═════ Testo fornito

1) Disciplina comparata europea dei controlli: cenni sommari

In Europa praticamente ogni regione dispone di un’istituzione di controllo finanziario estero. L’eccezione più importante è rappresentata dallo Stato spagnolo, dove solo quattro delle diciassette Comunità Autonome o Regioni esistenti ne sono dotate. In questo paese, come in Irlanda e Svizzera, coesistono diversi statuti e gli organi regionali di controllo esterno dispongono di poteri di tipo diversi, mentre altrove la regola maggioritaria sembra essere l’uniformità dei poteri esercitati dagli organi regionali all’interno di uno stesso Stato.

Per quanto riguarda l’istituzione, lo statuto e le regole di funzionamento, si distinguono due grandi gruppi: gli stati federali o decentralizzati, come Germania e Spagna, dove questi aspetti sono di competenza regionale, e gli altri Stati, tradizionalmente unitari, dove l’esistenza, lo statuto e le regole di funzionamento degli organi regionali di controllo finanziario sono determinati dallo stato centrale: di quest’ultimo gruppo fanno parte Francia, Inghilterra, Galles e Irlanda.

In ordine all’estensione dell’attività di controllo si deve osservare che l’obiettivo principale degli organi regionali di controllo esterno è la verifica dei controlli degli enti locali e ugualmente degli organismi e delle imprese da esse dipendenti e finanziate.

La regola generale vuole che questi stessi organi regionali di controllo esterno siano abilitati a verificare i conti delle amministrazioni territoriali o degli enti di livello inferiore alla regione, come comuni, distretti, contee, province o dipartimenti.

══════════

→ Sfide
a) Trascrivi il passo del testo sui controlli finanziari regionali che inizia con "In ordine all’estensione" e finisce con "province o dipartimenti.".
b) Secondo il testo sui controlli finanziari regionali, quante delle diciassette Comunità Autonome spagnole dispongono di un'istituzione di controllo?
c) Riprendi il testo sui controlli finanziari regionali in Europa e proseguilo da dove si interrompe.
Il materiale non ha alcun legame con il testo sui controlli finanziari regionali.

═════ Informazioni fornite

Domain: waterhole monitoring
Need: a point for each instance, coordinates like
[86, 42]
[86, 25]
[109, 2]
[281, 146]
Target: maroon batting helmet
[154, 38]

══════════

→ Risposte per esercizio
a)
In ordine all’estensione dell’attività di controllo si deve osservare che l’obiettivo principale degli organi regionali di controllo esterno è la verifica dei controlli degli enti locali e ugualmente degli organismi e delle imprese da esse dipendenti e finanziate.

La regola generale vuole che questi stessi organi regionali di controllo esterno siano abilitati a verificare i conti delle amministrazioni territoriali o degli enti di livello inferiore alla regione, come comuni, distretti, contee, province o dipartimenti.

b) Solo quattro.

c)
L’obiettivo del controllo esterno esercitato dagli organi regionali di controllo è in quasi tutti i casi triplice:

- controllo della regolarità di bilancio;

- controllo della legittimità;

- controllo dell’efficacia e dell’economia.

I primi due obiettivi sono realizzati praticamente ovunque, mentre sul terzo, di sviluppo teorico e pratico più recente, non esiste l’unanimità assoluta: esso non è effettuato dagli organi regionali di controllo d’Irlanda né in tutti i cantoni Svizzeri, oltre che, come è noto, nel nostro paese.

Circa i legami degli organismi regionali di controllo con altre istituzioni di controllo dei vari livelli territoriali, esiste una grande uniformità nei vari paesi europei. Solo nel caso degli organi regionali di controllo esterno francesi si osservano relazioni di potere e di procedura con l’organo di controllo esterno dello Stato centrale: essi sono istituzionalizzati tanto che gli organi regionali sono membri del Consiglio Superiore delle Camere Regionali dei Conti.

Relativamente alle procedure di controllo si rileva che, contrariamente a quanto previsto nel nostro sistema:

- La verifica dei conti non avviene esclusivamente su documenti, ma sono presi in considerazione anche altri elementi ed anche accertamenti effettuati in loco;

- i documenti analizzati sono sia quelli detenuti dall’organismo di controllo che quelli appartenenti ad altri organismi pubblici. Nella maggior parte dei paesi possono essere consultati documenti di organismi privati, specialmente se vi sia ragione di credere che si siano avuti degli spostamenti di capitali verso di essi;

- Quanto ai poteri giurisdizionali dell’organo di controllo, essi esistono solo in Irlanda, unico paese dove all’organo regionale di controllo si riconosca la facoltà di avviare azioni giudiziarie, il che tuttavia è ammesso in ipotesi specifiche anche nel cantone svizzero del Jura.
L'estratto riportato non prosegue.